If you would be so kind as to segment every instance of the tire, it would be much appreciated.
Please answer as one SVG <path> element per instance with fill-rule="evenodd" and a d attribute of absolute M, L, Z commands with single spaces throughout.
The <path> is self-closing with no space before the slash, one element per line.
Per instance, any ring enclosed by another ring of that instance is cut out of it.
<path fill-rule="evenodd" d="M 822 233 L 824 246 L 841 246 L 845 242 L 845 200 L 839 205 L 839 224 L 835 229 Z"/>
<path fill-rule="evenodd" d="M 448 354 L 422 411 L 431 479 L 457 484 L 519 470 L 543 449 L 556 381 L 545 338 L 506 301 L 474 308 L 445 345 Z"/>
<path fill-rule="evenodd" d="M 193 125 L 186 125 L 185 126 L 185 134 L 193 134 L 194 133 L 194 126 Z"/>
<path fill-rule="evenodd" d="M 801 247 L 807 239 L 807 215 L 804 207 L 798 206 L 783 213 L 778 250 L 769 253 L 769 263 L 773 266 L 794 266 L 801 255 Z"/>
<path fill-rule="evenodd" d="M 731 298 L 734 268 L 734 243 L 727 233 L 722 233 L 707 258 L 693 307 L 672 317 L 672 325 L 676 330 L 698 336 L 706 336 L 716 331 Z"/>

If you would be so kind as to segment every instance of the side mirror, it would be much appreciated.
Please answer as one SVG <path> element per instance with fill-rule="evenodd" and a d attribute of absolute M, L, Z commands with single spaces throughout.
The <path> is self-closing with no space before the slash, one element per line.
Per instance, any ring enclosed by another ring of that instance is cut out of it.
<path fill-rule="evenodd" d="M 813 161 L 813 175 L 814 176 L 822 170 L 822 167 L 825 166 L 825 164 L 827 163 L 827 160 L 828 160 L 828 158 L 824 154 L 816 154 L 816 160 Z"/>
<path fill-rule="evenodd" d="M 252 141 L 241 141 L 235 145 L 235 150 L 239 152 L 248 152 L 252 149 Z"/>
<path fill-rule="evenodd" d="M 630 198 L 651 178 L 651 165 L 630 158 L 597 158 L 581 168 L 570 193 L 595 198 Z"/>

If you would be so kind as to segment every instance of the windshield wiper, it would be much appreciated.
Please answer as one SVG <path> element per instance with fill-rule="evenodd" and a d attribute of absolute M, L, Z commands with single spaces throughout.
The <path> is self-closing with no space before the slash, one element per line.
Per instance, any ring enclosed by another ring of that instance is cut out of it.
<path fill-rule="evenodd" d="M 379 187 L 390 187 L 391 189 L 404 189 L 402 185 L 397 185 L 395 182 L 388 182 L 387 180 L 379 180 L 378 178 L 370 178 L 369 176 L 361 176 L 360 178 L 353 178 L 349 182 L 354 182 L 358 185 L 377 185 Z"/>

----

Problem to solve –
Please return the material above exactly as written.

Task output –
If you would be so kind as to segment every instance of the tire, it would be much appreciated.
Please answer as one SVG <path> element per instance with fill-rule="evenodd" and a d attribute of absolute M, L, Z commands with single spaces throughout.
The <path> is self-closing with no space before the slash, one element per line.
Per instance, any ring enclosed by another ring of that instance is cut out of it.
<path fill-rule="evenodd" d="M 822 233 L 824 246 L 841 246 L 845 242 L 845 200 L 839 205 L 839 224 L 835 229 Z"/>
<path fill-rule="evenodd" d="M 448 354 L 422 411 L 431 479 L 457 484 L 519 470 L 543 449 L 556 381 L 545 338 L 506 301 L 474 308 L 445 345 Z"/>
<path fill-rule="evenodd" d="M 193 125 L 186 125 L 185 126 L 185 134 L 193 134 L 194 133 L 194 126 Z"/>
<path fill-rule="evenodd" d="M 801 247 L 807 239 L 807 215 L 804 207 L 798 206 L 783 213 L 778 250 L 769 253 L 769 263 L 773 266 L 794 266 L 801 255 Z"/>
<path fill-rule="evenodd" d="M 731 298 L 734 268 L 734 243 L 727 233 L 722 233 L 707 258 L 693 307 L 672 317 L 672 325 L 676 330 L 698 336 L 706 336 L 716 331 Z"/>

If you would be so kind as to segment every instance of the side mirror, it would be much appreciated.
Please answer as one SVG <path> element per instance with fill-rule="evenodd" and a d attribute of absolute M, L, Z commands with single spaces throughout.
The <path> is self-closing with no space before the slash, one element per line.
Per instance, any ring enclosed by another ring of that instance is cut out of it.
<path fill-rule="evenodd" d="M 813 161 L 813 175 L 814 176 L 822 170 L 822 167 L 825 166 L 825 164 L 827 163 L 827 160 L 828 160 L 828 158 L 824 154 L 816 154 L 816 160 Z"/>
<path fill-rule="evenodd" d="M 252 141 L 241 141 L 235 145 L 235 150 L 239 152 L 248 152 L 252 149 Z"/>
<path fill-rule="evenodd" d="M 630 198 L 651 178 L 651 165 L 630 158 L 597 158 L 581 168 L 570 193 L 595 198 Z"/>

If you would be so kind as to segment every instance of the windshield wiper, it would be much appreciated.
Please answer as one SVG <path> element per instance with fill-rule="evenodd" and a d attribute of absolute M, L, Z commands with single spaces throughout.
The <path> is self-closing with no space before the slash, one element per line.
Per instance, any ring enclosed by another ring of that instance is cut out of it.
<path fill-rule="evenodd" d="M 379 187 L 390 187 L 391 189 L 404 189 L 402 185 L 397 185 L 395 182 L 388 182 L 387 180 L 379 180 L 378 178 L 370 178 L 369 176 L 361 176 L 360 178 L 353 178 L 349 182 L 354 182 L 358 185 L 377 185 Z"/>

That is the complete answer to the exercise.